— Begin Records for this task —

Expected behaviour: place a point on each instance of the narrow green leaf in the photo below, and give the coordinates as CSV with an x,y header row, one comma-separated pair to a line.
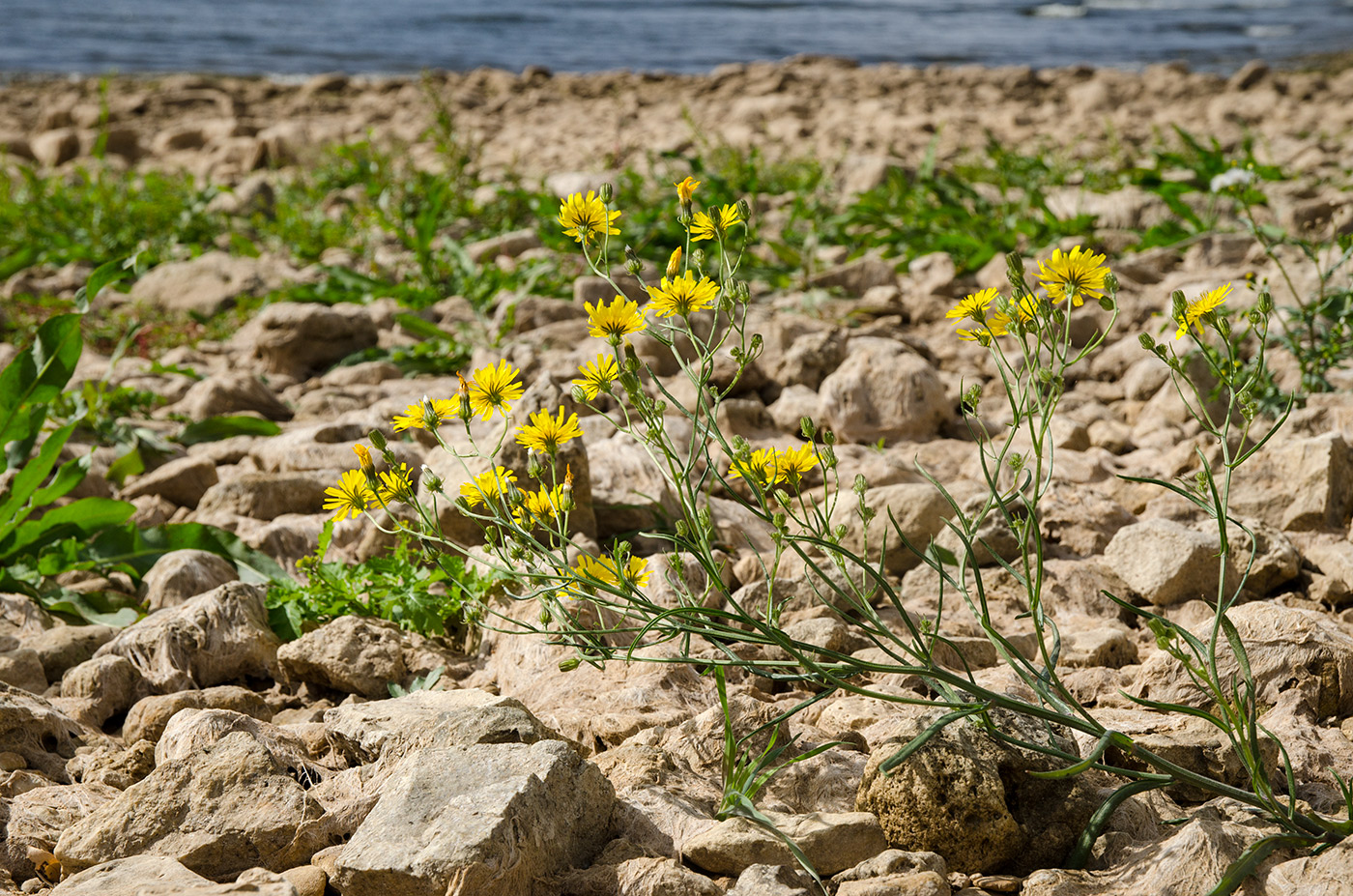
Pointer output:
x,y
1080,853
218,428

— End Records for this task —

Written exercise
Reproduce the listing above line for line, leaving out the picture.

Solution to this task
Expected behaviour: place a point on each instance of the narrow green leaf in the photo below, and give the coordinates as CSV with an x,y header row, one comma-separated pair to a line.
Pointer output:
x,y
1080,853
218,428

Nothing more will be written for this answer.